**Text to read**
-- Start --

The importance of scores to those buying and selling wine is understandable but regrettable.
In the years around the turn of the century when demand for young bordeaux offered en primeur (long before it was even bottled) was red hot, these numbers helped impatient buyers make decisions. And they were especially helpful to those whose native language wasn’t English, the language of most tasting notes.
Today, that demand is not red hot but almost frigid (though we’ll see what happens to the Bordeaux 2025 en primeur campaign later this month) and scores seem rather old-fashioned and questionable – especially when they are applied to cask samples that may not even represent the final blend.
At JancisRobinson.com we’re no great fans of scores but I have to admit they do focus the mind and palate when we taste, so we continue doggedly to score every individual bottle we taste, and out of 20 rather than the usual, US-inspired, 100. This may well frustrate some followers of the wine market but what seems to annoy some wine drinkers even more is that they encounter different scores for the same wine in our tasting notes database.
I do sympathise with the desire to have a single objective measurement of a wine’s quality but it’s just not possible. Without even checking, in very recent experience I can think of two completely different bottles of Château Lafite 1982, and point out that in our annual professional tastings of about 250 four-year-old bordeaux, we usually have to open second bottles of between five and 10 of them, so atypical do the first examples taste.
Apart from the cheapest, pasteurised examples, wine is a living thing. Just like cheese. One of the nine Masters of Wine on our team, Andrew Howard, observed recently, ‘To an extent every single bottle varies. Before I managed to get into the world of wine, I spent many years buying cheese for M&S [Marks & Spencer]. We did a lot of work which had extremely tight controls in production terms, at a very large creamery. We developed the recipe for what is sold today as Vintage Cheddar. Despite the precision of production and all the controls we utilised, every single 20-kg block of cheddar was subtly different and individual. Each was a living, evolving thing. So, wine bottle variation is always going to be there.’
Another Master of Wine Barry Dick was a food scientist before spending many years as a winemaker and specialist in wine quality control. He devoted his MW thesis to the results of monitoring wine temperatures in shipping containers. When I asked him to outline reasons for bottle variation he came up with four major influences, quite apart from the wine itself.

-- End --

**Raw data**
-- Start --

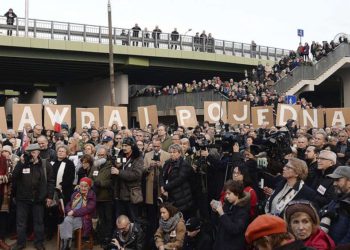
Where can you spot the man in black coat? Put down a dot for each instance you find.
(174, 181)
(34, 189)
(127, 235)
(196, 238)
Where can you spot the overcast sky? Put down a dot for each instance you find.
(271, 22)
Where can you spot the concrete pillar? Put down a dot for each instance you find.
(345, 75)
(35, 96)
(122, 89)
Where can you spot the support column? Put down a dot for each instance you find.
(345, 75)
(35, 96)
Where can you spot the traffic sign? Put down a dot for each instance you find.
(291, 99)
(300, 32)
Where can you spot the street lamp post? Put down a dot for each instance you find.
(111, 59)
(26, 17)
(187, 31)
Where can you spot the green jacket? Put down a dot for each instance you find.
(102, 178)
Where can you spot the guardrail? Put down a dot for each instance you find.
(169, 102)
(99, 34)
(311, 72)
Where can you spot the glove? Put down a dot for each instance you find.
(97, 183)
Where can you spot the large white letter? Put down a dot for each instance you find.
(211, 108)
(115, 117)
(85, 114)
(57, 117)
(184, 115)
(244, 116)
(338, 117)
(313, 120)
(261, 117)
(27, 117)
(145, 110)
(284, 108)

-- End --
-- Start --

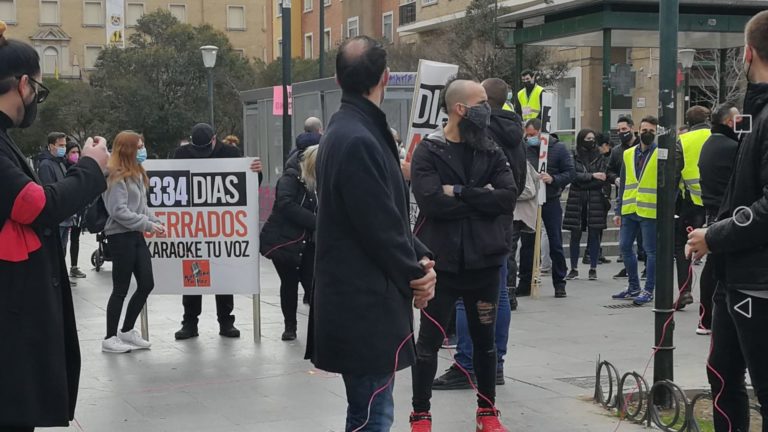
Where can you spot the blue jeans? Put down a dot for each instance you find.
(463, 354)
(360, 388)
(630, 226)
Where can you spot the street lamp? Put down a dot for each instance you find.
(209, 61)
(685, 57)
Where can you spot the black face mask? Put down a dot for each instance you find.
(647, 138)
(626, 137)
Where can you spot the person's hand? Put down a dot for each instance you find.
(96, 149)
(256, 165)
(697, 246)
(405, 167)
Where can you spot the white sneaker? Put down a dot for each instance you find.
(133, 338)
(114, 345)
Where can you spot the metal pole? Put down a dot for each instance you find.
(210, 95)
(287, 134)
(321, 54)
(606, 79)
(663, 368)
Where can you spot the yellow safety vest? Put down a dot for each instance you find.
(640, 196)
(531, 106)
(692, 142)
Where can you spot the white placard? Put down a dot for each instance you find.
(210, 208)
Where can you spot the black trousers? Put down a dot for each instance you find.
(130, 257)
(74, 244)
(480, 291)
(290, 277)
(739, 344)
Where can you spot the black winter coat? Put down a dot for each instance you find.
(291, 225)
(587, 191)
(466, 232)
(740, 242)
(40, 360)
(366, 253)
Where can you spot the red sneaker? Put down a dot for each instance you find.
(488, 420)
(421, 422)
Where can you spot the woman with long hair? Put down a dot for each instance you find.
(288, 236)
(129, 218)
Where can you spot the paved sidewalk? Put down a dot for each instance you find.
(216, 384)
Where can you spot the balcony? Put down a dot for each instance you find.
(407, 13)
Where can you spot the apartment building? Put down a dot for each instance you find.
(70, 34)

-- End --
-- Start --

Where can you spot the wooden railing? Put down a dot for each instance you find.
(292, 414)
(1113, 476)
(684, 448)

-- End --

**Your tasks**
**a)** According to the piece on wine scores, what was the subject of Barry Dick's MW thesis?
**b)** Transcribe everything in the piece on wine scores from "Today, that demand" down to "the final blend.".

**Complete answers**
**a)** The results of monitoring wine temperatures in shipping containers.

**b)**
Today, that demand is not red hot but almost frigid (though we’ll see what happens to the Bordeaux 2025 en primeur campaign later this month) and scores seem rather old-fashioned and questionable – especially when they are applied to cask samples that may not even represent the final blend.